Problem set.
1. From the men's fashion article, copy the passage between "It’s worth noting" and "never seen before.", inclusive.
2. Answer these questions using the men's fashion article:
(a) Which shoes does the article call Marni's answer to Crocs?
(b) Who became Gucci's creative director and had a runaway hit with fur-lined, snaffle-bit slip-ons?
(c) In what year did Mayhoola for Investments buy a majority stake in Pal Zileri?

Text excerpt.
Are men in large numbers prepared to geek out along with Ms. Castiglioni’s girl posse? That remains to be seen; Marni is a distinctly specialized taste. Likely, though, when her clothes reach stores, some of the more outré styling elements will have fallen away and consumers will be left with things like finely proportioned shorts and trousers that are more consistent with current trends among the cool dudes of Tokyo and Seoul, South Korea, than much in Italian design. They will also have an opportunity to buy some of her sling-back sandals made from what look like inner tubes — Marni’s answer to Crocs.

It’s worth noting here that weird footgear has become a leitmotif in men’s fashion. Everyone seems to produce it now except shoe companies. First out were the fur-lined, snaffle-bit slip-ons that became the first runaway hit for Alessandro Michele after he took over as Gucci’s creative director. Then there were the platform-soled espadrilles Prada sold so briskly you could never find them in stock. Now, in a play made by Mauro Ravizza Krieger, creative director of the Italian tailoring house Pal Zileri, we have another appealing stunt shoe of a type that I have never seen before.

It is amazing, given the sheer laziness of most men, that it took someone this long to come up with a pair of backless slip-on brogues. The shoes were a memorable foundation on which to build an otherwise uninspiring apparel collection. If they catch on, as it seems likely, there will be joy in the halls of Mayhoola for Investments, the Qatar-based investor group that bought a majority stake in Pal Zileri in 2014 (after paying $850 million for Valentino two years earlier).

The sartorial indecision worked into concepts like athleisure or business casual are not likely to vanish anytime soon. Why not have a pair of shoes that looks from the front like dad’s formal lace-ups but that you can kick off as easily as shower shoes?

[Source records]
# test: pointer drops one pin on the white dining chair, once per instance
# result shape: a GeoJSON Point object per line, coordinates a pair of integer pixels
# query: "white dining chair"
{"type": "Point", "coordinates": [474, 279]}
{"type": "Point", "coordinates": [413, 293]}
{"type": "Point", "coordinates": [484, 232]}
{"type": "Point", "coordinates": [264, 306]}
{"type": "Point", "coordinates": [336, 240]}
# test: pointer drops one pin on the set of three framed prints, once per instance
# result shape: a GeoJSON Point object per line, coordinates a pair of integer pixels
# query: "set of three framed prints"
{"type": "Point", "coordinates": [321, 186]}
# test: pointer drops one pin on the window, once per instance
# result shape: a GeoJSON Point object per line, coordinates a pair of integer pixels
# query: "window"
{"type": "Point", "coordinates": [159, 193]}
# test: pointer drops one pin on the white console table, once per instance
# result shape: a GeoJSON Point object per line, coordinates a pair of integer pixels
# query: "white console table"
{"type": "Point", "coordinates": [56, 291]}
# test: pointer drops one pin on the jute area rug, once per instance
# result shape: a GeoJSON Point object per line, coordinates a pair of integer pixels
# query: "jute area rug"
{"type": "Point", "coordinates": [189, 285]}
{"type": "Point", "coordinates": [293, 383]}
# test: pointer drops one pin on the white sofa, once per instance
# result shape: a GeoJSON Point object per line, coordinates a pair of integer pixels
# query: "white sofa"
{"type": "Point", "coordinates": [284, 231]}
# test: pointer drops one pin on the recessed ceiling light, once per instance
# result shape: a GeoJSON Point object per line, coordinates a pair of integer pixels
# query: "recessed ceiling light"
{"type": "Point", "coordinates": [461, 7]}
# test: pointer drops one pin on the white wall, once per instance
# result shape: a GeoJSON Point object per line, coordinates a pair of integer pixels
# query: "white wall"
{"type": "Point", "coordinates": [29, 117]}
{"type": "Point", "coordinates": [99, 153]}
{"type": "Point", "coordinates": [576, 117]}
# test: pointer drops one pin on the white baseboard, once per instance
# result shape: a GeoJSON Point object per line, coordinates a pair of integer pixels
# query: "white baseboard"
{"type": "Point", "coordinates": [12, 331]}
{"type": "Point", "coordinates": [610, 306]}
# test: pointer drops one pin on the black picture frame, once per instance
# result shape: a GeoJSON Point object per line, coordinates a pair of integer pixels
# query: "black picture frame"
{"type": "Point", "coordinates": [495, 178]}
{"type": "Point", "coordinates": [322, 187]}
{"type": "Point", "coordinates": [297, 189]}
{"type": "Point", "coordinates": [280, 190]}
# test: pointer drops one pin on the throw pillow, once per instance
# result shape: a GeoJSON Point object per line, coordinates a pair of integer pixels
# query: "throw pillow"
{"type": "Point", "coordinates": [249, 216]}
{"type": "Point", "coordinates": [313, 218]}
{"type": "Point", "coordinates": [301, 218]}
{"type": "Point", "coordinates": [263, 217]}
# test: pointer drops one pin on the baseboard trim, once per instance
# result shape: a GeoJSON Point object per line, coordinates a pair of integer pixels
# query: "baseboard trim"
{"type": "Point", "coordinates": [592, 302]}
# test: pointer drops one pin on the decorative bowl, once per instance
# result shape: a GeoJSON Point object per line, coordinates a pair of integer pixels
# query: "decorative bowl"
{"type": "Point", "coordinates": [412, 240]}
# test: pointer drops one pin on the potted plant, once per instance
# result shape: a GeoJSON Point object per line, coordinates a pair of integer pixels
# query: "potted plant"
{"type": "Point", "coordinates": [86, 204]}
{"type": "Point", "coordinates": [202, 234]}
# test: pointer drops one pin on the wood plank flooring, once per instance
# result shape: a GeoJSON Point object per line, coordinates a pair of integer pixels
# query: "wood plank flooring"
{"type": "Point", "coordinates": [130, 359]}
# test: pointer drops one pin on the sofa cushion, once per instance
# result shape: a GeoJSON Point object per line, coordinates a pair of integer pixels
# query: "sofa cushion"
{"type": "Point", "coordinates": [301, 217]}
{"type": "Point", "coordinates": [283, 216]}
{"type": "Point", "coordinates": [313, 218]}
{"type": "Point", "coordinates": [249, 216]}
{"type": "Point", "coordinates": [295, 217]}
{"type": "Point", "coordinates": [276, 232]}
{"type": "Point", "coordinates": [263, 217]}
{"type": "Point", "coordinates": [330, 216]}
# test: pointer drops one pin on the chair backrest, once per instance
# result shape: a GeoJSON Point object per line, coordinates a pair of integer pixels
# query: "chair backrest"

Answers below.
1.
It’s worth noting here that weird footgear has become a leitmotif in men’s fashion. Everyone seems to produce it now except shoe companies. First out were the fur-lined, snaffle-bit slip-ons that became the first runaway hit for Alessandro Michele after he took over as Gucci’s creative director. Then there were the platform-soled espadrilles Prada sold so briskly you could never find them in stock. Now, in a play made by Mauro Ravizza Krieger, creative director of the Italian tailoring house Pal Zileri, we have another appealing stunt shoe of a type that I have never seen before.

2.
(a) Sling-back sandals made from what look like inner tubes
(b) Alessandro Michele
(c) 2014